*** PROVIDED DATA ***
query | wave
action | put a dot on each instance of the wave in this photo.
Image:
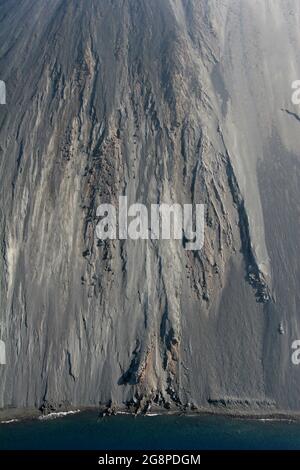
(9, 421)
(58, 414)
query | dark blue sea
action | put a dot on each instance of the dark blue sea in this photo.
(86, 431)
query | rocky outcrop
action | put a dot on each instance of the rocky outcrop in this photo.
(163, 101)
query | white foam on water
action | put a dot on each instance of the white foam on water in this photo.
(59, 414)
(9, 421)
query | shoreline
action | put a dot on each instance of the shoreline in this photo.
(13, 415)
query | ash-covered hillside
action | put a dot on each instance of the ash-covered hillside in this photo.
(184, 101)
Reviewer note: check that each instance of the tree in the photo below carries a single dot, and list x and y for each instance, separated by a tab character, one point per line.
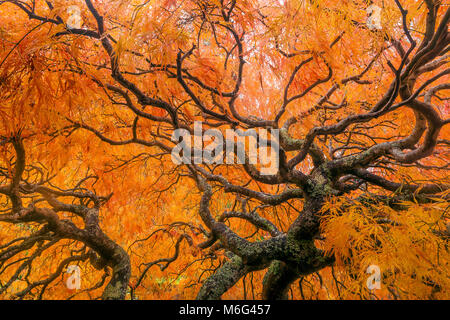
362	118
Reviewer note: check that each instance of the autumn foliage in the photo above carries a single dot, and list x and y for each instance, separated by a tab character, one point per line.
90	97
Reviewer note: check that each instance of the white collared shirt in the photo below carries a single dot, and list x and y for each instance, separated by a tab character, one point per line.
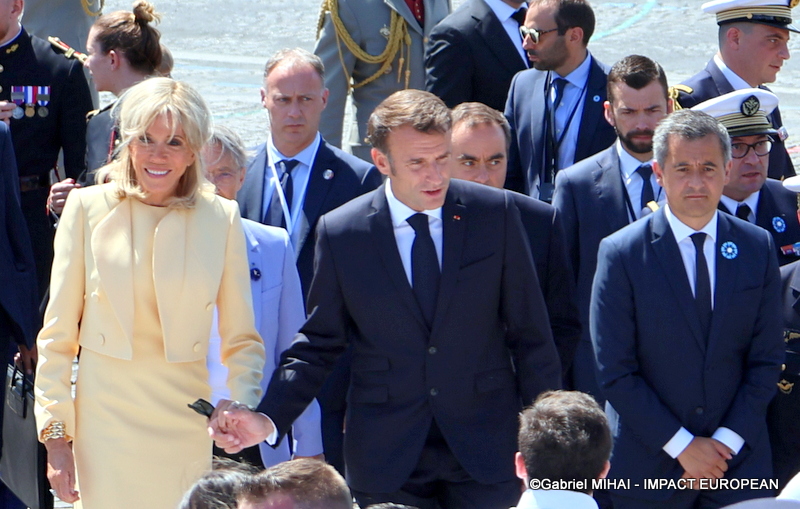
751	201
574	98
403	232
503	11
633	181
300	177
682	234
736	82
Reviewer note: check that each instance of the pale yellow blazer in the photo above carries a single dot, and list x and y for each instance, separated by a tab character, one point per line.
91	293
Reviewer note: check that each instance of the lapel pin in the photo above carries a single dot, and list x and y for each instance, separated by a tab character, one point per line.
729	250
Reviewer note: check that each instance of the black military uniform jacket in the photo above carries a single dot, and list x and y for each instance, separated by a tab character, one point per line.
710	83
61	123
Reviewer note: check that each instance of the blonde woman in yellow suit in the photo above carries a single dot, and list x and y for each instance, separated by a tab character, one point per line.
139	268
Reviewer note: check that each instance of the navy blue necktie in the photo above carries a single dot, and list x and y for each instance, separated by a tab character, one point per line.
425	272
274	216
648	195
702	284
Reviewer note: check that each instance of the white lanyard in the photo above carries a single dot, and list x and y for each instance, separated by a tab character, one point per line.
277	188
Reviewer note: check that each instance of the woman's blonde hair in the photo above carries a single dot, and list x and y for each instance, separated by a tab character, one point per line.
138	108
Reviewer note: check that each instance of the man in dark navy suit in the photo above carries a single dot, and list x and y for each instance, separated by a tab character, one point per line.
556	108
294	178
750	195
613	188
450	333
473	54
686	327
481	137
753	46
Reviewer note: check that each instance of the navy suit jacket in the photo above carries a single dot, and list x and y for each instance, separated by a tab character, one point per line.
546	238
590	199
469	57
776	212
710	83
488	353
351	177
19	297
526	114
655	367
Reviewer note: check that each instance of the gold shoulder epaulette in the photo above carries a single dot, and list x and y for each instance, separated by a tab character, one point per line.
66	50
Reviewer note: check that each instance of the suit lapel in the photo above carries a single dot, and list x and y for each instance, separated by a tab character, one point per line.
454	219
669	256
251	196
382	231
495	36
592	109
610	190
113	256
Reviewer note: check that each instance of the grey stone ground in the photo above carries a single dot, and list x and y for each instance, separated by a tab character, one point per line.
220	48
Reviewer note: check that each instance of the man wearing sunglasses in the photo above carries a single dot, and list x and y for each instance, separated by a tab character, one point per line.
753	46
555	109
749	194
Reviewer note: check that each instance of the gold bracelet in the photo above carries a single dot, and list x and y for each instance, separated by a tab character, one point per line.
55	430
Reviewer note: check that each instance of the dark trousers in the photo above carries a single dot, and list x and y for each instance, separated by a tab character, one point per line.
439	481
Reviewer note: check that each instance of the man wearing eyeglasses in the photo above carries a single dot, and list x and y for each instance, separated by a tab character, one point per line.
749	194
753	46
555	109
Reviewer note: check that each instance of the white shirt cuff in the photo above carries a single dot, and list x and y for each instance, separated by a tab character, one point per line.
727	436
678	443
272	439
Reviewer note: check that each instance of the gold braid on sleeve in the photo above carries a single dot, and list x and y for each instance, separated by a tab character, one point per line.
398	39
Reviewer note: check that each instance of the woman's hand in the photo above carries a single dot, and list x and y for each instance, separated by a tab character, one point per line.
61	469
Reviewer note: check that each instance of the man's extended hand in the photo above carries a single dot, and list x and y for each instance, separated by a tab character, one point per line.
704	458
234	427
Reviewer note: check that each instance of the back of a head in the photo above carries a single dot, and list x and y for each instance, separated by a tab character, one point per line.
309	483
131	34
564	436
637	72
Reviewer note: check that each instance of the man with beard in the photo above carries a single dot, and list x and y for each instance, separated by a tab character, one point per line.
749	194
609	190
556	108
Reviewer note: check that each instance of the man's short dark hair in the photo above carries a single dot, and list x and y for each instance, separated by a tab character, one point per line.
564	436
311	484
570	14
637	72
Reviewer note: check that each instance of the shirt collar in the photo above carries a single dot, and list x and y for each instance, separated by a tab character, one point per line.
580	75
681	231
502	10
400	212
305	156
736	82
627	163
751	201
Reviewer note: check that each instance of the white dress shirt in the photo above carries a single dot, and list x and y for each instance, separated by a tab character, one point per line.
633	181
403	232
300	177
751	201
574	97
682	234
503	11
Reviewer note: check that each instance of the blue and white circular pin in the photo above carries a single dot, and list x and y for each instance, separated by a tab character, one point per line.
729	250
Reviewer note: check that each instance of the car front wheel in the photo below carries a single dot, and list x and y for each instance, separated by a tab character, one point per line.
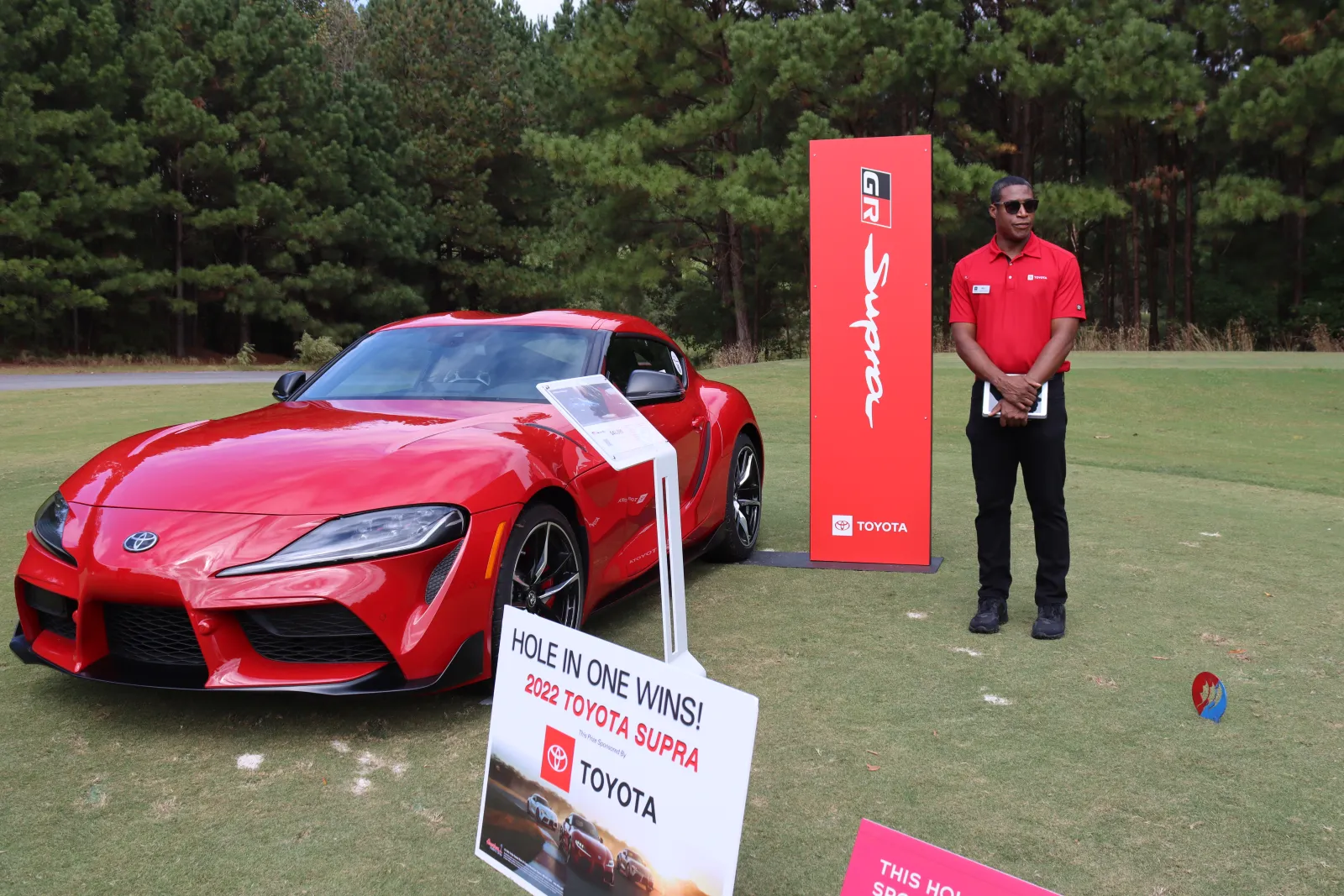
542	571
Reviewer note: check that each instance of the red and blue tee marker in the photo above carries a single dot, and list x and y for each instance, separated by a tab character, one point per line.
1210	696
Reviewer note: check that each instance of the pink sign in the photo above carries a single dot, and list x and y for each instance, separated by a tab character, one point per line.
887	862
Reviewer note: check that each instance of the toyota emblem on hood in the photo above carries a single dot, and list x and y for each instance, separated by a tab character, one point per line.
140	542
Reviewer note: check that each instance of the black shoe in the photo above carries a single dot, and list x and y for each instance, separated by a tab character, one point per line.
1050	622
992	614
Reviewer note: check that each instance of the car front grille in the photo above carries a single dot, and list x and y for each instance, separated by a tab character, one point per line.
54	611
148	633
312	633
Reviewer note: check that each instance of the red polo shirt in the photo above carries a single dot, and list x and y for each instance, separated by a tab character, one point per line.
1012	301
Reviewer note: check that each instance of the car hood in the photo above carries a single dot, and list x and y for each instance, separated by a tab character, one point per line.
338	457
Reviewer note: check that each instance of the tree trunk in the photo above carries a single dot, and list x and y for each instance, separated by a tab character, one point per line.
722	275
1155	335
244	324
1189	241
1108	278
741	313
1171	250
181	343
1300	249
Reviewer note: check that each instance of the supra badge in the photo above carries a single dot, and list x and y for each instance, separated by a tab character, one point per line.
140	542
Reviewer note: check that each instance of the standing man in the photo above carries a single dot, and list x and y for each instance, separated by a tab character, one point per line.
1016	304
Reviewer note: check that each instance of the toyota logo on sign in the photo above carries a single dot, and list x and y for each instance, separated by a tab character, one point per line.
140	542
557	752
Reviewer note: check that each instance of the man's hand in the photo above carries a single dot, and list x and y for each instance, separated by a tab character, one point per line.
1011	414
1019	391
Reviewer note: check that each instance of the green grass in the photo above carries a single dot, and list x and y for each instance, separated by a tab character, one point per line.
1097	778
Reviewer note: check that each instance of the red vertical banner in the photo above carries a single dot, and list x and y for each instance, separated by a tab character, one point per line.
871	349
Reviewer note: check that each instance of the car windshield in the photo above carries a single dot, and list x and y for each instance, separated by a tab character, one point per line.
497	363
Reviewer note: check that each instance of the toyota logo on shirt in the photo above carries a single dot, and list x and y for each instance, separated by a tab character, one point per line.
558	758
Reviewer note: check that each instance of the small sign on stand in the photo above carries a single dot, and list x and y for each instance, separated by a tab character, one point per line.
625	438
887	862
611	772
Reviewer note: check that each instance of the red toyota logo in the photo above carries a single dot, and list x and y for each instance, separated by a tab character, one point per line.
557	758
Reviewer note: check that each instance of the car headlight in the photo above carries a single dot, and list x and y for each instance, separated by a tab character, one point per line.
50	524
363	537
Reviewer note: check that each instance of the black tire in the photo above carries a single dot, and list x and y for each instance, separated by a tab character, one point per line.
741	528
524	584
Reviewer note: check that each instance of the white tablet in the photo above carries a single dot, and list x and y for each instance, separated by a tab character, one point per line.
992	398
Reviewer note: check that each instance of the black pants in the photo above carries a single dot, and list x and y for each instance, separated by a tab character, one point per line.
995	454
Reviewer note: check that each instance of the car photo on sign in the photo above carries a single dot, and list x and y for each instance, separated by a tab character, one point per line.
365	532
571	857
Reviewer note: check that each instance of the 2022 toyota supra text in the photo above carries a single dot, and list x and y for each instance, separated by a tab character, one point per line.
365	532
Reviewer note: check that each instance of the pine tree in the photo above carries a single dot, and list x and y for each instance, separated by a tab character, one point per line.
73	172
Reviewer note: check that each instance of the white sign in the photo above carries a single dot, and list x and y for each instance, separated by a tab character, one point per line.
624	438
609	422
609	770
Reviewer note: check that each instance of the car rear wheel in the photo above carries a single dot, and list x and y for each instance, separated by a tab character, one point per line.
743	516
542	571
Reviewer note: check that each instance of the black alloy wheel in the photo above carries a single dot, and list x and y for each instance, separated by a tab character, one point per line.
542	571
743	515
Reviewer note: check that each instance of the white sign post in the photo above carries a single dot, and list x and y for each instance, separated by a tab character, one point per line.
609	772
625	438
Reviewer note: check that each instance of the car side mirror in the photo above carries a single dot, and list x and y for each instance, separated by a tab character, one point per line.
652	385
288	385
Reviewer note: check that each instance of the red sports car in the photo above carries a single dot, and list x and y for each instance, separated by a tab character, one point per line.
582	849
365	533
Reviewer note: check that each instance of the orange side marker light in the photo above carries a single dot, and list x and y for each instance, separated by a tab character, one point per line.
495	553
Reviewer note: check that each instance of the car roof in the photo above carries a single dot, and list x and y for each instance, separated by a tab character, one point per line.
575	318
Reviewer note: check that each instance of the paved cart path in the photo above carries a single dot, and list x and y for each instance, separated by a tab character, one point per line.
24	382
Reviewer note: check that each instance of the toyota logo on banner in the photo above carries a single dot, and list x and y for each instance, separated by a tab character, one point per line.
558	758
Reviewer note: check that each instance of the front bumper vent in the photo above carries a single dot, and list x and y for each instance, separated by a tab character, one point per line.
440	574
148	633
312	633
55	611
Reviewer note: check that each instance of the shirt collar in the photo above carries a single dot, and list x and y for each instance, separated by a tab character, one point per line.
1032	248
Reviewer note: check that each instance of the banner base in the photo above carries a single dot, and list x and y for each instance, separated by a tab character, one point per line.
800	560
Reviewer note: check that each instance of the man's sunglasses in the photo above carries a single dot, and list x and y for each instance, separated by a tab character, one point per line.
1012	206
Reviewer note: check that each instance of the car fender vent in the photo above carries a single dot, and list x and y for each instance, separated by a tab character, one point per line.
55	611
312	633
150	633
440	574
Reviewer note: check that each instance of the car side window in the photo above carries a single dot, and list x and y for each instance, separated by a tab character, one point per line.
627	355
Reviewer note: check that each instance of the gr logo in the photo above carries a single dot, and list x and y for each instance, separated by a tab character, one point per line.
877	196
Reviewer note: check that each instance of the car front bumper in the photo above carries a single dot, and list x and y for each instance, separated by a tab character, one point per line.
165	620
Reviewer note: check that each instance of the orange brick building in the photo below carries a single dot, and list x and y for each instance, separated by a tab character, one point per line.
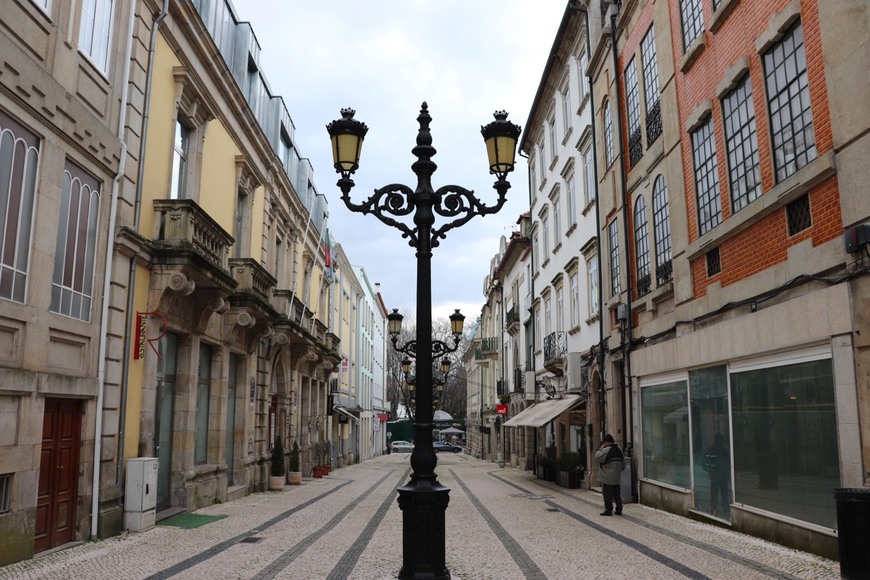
730	148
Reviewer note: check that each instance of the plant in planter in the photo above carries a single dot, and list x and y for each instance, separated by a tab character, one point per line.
294	476
276	480
569	469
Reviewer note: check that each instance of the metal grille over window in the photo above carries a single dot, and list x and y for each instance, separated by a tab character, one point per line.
714	265
693	20
799	217
641	250
632	99
706	178
743	172
791	116
651	87
662	231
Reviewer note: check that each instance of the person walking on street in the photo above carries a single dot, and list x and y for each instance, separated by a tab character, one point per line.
611	459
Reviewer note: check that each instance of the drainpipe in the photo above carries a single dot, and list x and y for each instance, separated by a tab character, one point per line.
131	274
627	414
107	279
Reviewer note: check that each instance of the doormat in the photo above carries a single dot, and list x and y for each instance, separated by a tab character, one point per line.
190	521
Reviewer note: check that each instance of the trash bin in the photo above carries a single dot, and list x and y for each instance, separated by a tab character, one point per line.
853	529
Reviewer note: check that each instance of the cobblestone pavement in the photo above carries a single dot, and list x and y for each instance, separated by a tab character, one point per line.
502	524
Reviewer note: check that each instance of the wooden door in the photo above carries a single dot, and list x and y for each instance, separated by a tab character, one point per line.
58	474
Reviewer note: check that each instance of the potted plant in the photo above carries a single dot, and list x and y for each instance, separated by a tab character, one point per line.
277	477
294	476
569	470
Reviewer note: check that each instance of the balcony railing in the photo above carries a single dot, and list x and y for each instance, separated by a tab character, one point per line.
252	278
181	223
555	347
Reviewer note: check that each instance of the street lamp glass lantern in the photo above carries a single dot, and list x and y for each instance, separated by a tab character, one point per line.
347	135
394	322
501	138
457	321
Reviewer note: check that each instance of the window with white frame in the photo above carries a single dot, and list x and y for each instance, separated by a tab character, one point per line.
788	100
692	17
95	31
651	86
609	153
567	114
575	299
706	178
613	239
592	284
75	250
19	161
641	247
632	105
557	222
662	231
571	195
589	171
744	175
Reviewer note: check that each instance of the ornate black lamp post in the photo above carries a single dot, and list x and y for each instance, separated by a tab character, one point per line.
423	500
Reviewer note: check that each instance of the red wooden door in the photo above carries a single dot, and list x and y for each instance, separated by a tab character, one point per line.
58	474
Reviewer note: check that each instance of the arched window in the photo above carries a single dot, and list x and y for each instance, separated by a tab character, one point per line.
641	247
662	231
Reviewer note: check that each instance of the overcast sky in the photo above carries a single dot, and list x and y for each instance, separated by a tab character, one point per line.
383	58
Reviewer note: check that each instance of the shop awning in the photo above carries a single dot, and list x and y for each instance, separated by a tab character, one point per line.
543	412
345	412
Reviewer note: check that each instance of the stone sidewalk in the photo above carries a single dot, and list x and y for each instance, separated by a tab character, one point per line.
501	524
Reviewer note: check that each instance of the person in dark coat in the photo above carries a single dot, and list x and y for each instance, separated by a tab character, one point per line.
611	459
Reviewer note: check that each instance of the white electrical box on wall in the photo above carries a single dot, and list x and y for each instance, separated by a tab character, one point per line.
140	497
*** End of PROVIDED DATA ***
INSTRUCTIONS FOR THE TASK:
Keep only the lines from the one containing "Reviewer note: check that each instance of the person in" through the final line of the records, and transcribe them exactly.

ANSWER SPACE:
Reviewer note: check that each instance of the person in dark coat in the photo above carries a single dot, and list x and y for each instance, separated by a tab character, one point per line.
611	459
Reviewer note: check that each instance of the white electrical box on wall in the photo above carries a single dot, and list x and y for each instance, separated by a tab character, one point per line.
140	497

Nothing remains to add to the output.